===== Materials provided

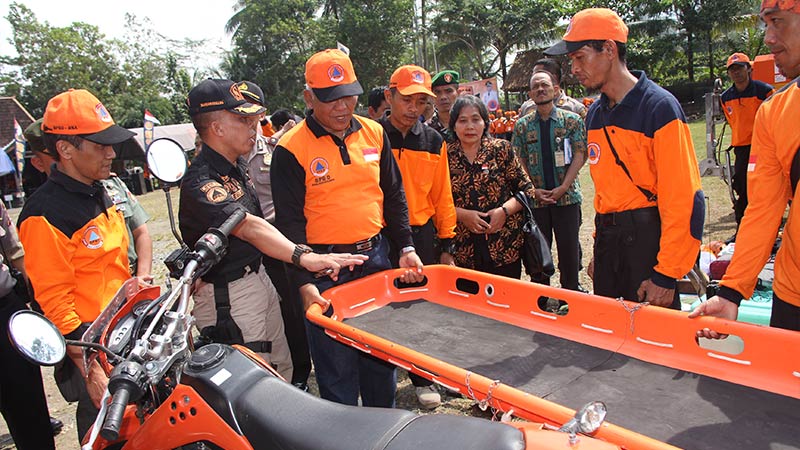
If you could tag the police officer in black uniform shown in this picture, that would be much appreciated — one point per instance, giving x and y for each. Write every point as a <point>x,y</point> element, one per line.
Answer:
<point>236,302</point>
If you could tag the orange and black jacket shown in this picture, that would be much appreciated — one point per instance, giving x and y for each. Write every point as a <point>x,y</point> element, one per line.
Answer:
<point>76,250</point>
<point>775,145</point>
<point>331,191</point>
<point>421,156</point>
<point>740,109</point>
<point>649,132</point>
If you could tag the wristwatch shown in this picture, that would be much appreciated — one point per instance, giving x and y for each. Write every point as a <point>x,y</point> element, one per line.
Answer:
<point>448,246</point>
<point>300,250</point>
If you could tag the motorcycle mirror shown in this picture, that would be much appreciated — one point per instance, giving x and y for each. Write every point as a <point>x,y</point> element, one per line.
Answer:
<point>586,420</point>
<point>36,338</point>
<point>166,160</point>
<point>591,416</point>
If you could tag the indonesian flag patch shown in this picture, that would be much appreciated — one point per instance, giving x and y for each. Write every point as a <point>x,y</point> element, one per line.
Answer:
<point>371,154</point>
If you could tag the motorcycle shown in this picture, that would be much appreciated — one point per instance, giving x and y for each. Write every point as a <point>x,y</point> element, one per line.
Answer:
<point>165,394</point>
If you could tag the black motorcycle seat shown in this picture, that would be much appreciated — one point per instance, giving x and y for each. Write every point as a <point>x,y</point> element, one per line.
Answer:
<point>275,415</point>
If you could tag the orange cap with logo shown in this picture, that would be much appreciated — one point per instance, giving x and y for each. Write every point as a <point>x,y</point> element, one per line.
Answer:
<point>410,80</point>
<point>331,76</point>
<point>592,24</point>
<point>783,5</point>
<point>77,112</point>
<point>738,58</point>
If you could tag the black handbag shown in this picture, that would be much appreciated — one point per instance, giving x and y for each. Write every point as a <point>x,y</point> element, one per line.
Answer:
<point>535,252</point>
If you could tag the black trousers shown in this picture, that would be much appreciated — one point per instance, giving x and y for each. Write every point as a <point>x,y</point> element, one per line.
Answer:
<point>739,181</point>
<point>22,400</point>
<point>625,250</point>
<point>424,237</point>
<point>293,324</point>
<point>565,222</point>
<point>784,315</point>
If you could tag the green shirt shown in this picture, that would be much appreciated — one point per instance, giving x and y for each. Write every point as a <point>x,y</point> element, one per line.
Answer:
<point>567,133</point>
<point>135,216</point>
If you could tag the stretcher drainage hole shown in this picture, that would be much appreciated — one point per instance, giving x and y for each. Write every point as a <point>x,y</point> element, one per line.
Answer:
<point>732,345</point>
<point>468,286</point>
<point>553,305</point>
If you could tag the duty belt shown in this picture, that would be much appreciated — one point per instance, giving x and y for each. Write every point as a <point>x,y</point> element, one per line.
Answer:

==========

* Given instruction:
Rewrite all the entries above with "much appreciated" swapped for "very helpful" and everything else left as it is. Leave the pictures out.

* Solved problem:
If you could tag the police officer in black uniform shown in this picture, that would be very helpful — one point per instance, giving x and y for each. Write every point as a <point>x,y</point> element, one per line.
Answer:
<point>236,302</point>
If you could tag the orange and black jacket shown in this picture, that would be very helpful — one point per instance, giving x and y for each. Write every point as a <point>x,y</point> element, one per line.
Answer:
<point>76,250</point>
<point>775,145</point>
<point>331,191</point>
<point>421,156</point>
<point>740,109</point>
<point>649,132</point>
If you could tag the wristwatch shown in this picture, that would be very helpful — one point per instance, giving x and y for each. Write every point as a <point>x,y</point> element, one per line.
Answer:
<point>448,246</point>
<point>300,250</point>
If you could tag the motorcycle mirror shown in this picture, that would be very helpful — one point per instance, giving x and y for each. Write every point as a <point>x,y</point> element, one per line.
Answer:
<point>586,420</point>
<point>36,338</point>
<point>166,160</point>
<point>591,416</point>
If you could tag the indonesian flag patch shown in this picture, that would be very helpful — one point per instance, giving x and y for each. Write every point as a <point>x,y</point> element, one per line.
Answer:
<point>371,154</point>
If you could tag the motorcycle shown in this picture, that would be very helpful — one point per instance, giving x and y for each. Write every point as a <point>x,y</point> element, one per line.
Answer:
<point>165,394</point>
If you could tag the black motorcycle seat shown in this picture, that would be very helpful — one point per instance, giving x and y for each. Write every point as a <point>x,y</point> element, one per line.
Answer:
<point>275,415</point>
If you could tag the orange cap with logo shown in this picture, that would be very helpful — one point per instance, giving x and y for each. Write every point as a <point>x,y</point> element, one per line.
Answer:
<point>410,80</point>
<point>331,76</point>
<point>592,24</point>
<point>783,5</point>
<point>77,112</point>
<point>738,58</point>
If you could tag the black handbag shown in this picture, that would be very helpful — one point per instance, giving x and y for each. Write every point as a <point>x,y</point> element, one per line.
Answer:
<point>535,252</point>
If you could tag the black trousers shown in this picture, that would be very helpful — one point per instance, giving x and y for each. Write every point as a <point>x,y</point> element, one per line.
Answer:
<point>739,181</point>
<point>22,400</point>
<point>625,250</point>
<point>424,237</point>
<point>293,324</point>
<point>565,222</point>
<point>784,315</point>
If you could tag the green shirt shown in this picture, that would be very helpful — one point per instance, giving x and y for each. Write every point as a <point>x,y</point> element, one per line.
Answer:
<point>567,133</point>
<point>135,216</point>
If you could tag the stretcher drainage hole shown in this picture, that would be very helpful — one point per instance, giving x and y for each. Write every point as a <point>x,y</point> element, one per line.
Answer:
<point>732,345</point>
<point>468,286</point>
<point>553,305</point>
If you could tag the duty belt shown in this picture, that would be very helpful — one point per instance, giving x and y for each. Write every point as a <point>x,y</point> element, one per line.
Answer:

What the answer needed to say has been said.